• [Stored data entries]
—————

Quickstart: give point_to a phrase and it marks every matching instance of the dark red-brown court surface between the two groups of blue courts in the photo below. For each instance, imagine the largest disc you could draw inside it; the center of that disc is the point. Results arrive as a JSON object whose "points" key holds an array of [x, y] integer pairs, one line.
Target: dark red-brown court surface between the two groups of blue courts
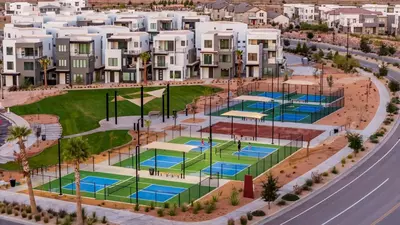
{"points": [[247, 130]]}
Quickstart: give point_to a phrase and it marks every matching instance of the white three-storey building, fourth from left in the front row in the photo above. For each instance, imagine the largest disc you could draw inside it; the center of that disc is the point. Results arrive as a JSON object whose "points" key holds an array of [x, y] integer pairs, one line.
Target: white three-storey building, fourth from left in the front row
{"points": [[174, 55]]}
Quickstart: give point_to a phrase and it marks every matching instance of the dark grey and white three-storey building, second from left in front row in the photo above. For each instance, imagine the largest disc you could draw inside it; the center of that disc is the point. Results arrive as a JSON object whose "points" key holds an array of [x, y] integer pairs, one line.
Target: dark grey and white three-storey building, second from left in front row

—————

• [WHAT YOU HAVE TO DO] Without the pictures, give every line of the data again, exactly as written.

• [ANSWER SPACE]
Quickstart: give point_to a phrase and it marks every matching instance of the dark red-brown court surface between the two groups of blue courts in the photo below. For each instance, imagine the largest disc you could draw inside it; the center of that disc is the point. Results arrive as a JSON object whose "points" key holds an array of [x, y] integer pairs, one line.
Target: dark red-brown court surface between the two groups of blue courts
{"points": [[247, 130]]}
Quickstart: give point_to a phrase and it marks every matching instance of the white three-storey building, fourth from left in the front row in the photo above. For each instance, imagine the largest disc you could draw inside it; the center of that disc is the point. Results arrive as a JSON object whose "points" key holds an array of [x, y] integer pairs, one line.
Target: white three-storey building, fourth from left in the front row
{"points": [[174, 55]]}
Quickstart: give point_to a phrase and it marks every matching instance of the dark grey and white three-storey building, second from left in front row in the photo above. For each instance, imagine the largest disc you could draw inside it; the center of that disc is the point. Results arrive as a JSON object whose "points" key holds an array of [x, y] integer pairs, one line.
Target: dark grey and white three-storey building, second from left in front row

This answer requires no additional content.